__Directions for this task__
Keep only the lines below that contain the string "leaf", and copy each of them out. Case counts.

__Materials provided__
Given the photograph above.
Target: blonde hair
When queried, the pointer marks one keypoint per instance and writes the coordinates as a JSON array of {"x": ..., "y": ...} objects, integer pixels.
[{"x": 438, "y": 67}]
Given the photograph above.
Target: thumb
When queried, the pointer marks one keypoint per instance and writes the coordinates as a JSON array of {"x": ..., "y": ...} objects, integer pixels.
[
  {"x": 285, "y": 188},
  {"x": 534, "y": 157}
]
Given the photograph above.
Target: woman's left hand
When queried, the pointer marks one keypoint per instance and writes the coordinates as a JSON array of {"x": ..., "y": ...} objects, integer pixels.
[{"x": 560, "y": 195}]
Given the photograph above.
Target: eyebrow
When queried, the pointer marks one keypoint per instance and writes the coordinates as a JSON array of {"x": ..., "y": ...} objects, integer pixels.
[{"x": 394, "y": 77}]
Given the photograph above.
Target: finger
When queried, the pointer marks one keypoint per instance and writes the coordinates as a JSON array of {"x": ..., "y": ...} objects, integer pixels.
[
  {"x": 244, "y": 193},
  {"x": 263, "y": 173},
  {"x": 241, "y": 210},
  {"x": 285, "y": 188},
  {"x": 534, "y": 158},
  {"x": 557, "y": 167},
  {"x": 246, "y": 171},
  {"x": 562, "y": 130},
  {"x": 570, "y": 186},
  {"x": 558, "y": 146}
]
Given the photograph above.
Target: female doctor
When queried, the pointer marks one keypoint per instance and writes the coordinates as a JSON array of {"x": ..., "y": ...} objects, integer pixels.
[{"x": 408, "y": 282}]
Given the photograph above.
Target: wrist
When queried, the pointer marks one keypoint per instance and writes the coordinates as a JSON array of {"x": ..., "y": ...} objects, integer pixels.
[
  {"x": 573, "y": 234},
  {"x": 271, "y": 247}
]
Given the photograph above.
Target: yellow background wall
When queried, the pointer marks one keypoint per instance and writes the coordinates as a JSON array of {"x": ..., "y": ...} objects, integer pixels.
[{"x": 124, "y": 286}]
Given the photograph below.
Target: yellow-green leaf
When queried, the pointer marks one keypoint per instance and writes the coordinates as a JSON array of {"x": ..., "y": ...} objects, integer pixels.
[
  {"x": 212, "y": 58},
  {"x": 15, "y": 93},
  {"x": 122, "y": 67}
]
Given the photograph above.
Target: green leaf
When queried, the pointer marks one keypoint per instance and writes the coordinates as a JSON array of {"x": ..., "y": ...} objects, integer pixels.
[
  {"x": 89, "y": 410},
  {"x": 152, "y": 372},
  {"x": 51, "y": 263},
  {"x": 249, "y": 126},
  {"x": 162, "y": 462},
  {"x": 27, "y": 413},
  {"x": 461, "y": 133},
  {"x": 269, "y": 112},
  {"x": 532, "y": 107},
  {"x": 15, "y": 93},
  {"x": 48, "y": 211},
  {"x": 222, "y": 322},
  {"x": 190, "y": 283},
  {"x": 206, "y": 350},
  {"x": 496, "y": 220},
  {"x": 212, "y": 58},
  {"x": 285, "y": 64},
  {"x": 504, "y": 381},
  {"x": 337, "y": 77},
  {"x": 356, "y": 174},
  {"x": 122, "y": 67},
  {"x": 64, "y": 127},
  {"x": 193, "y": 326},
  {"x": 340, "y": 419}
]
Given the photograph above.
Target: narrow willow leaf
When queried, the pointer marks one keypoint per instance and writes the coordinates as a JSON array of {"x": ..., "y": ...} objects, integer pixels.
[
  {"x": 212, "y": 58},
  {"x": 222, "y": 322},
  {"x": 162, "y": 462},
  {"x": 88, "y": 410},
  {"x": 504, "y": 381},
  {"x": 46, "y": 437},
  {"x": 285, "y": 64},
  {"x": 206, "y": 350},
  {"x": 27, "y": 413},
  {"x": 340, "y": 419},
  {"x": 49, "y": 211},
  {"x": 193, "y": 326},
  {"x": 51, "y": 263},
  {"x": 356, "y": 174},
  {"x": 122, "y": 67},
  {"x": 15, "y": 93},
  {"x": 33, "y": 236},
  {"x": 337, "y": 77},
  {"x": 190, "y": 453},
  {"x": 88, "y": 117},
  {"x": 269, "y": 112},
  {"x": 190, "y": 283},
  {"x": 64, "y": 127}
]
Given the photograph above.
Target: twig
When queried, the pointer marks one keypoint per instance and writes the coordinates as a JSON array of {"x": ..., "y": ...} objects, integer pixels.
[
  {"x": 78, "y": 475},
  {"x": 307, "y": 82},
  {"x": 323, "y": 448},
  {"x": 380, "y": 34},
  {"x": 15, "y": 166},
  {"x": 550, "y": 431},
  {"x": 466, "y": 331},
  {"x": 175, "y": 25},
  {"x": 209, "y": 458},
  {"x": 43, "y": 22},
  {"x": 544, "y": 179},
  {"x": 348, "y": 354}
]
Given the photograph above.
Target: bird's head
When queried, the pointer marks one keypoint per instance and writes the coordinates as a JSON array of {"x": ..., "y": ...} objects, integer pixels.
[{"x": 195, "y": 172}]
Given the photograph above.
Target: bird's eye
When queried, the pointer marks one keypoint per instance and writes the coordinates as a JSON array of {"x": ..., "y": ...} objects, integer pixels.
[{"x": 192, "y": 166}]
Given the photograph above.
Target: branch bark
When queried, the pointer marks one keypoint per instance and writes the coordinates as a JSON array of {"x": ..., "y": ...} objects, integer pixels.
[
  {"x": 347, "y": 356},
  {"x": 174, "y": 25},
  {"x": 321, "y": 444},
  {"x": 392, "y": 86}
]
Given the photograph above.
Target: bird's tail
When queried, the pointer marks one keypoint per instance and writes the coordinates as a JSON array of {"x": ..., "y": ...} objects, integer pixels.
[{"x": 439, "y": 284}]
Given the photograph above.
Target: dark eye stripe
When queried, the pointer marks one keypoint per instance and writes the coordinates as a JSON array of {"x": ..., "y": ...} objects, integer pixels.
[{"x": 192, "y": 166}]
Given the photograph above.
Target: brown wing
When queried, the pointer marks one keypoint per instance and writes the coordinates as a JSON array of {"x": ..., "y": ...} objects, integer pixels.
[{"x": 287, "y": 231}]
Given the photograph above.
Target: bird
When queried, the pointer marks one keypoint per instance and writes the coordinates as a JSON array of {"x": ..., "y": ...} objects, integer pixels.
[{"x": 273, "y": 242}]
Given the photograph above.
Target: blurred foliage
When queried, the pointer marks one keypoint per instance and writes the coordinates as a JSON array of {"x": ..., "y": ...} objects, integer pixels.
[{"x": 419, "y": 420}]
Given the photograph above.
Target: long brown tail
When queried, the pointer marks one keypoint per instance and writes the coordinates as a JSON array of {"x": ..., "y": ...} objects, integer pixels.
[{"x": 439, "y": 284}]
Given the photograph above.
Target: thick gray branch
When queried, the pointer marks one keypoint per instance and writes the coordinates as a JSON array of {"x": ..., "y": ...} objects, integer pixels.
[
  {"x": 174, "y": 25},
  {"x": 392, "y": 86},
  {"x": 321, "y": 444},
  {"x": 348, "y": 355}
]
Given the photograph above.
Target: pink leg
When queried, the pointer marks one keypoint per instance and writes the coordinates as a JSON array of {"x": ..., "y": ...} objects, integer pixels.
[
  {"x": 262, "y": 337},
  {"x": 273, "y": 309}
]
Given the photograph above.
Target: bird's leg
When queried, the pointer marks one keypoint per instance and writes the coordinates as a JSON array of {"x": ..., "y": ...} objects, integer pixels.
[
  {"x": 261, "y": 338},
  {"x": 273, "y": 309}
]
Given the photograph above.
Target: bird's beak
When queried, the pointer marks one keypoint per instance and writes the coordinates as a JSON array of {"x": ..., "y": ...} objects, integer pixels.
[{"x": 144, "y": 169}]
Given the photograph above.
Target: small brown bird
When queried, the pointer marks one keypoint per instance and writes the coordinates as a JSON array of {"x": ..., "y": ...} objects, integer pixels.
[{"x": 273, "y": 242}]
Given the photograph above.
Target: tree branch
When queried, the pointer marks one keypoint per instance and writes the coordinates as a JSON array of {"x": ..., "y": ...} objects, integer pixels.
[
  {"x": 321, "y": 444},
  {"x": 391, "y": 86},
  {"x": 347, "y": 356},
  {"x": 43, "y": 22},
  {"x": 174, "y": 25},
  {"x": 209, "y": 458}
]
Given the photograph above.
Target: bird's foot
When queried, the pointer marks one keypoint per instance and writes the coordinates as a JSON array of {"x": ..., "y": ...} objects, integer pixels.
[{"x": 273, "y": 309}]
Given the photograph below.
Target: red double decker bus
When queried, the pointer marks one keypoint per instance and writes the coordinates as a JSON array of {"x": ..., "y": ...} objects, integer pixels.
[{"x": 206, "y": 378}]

__Response to this task__
Target: yellow-green leaf
Target: green leaf
Target: narrow willow leaf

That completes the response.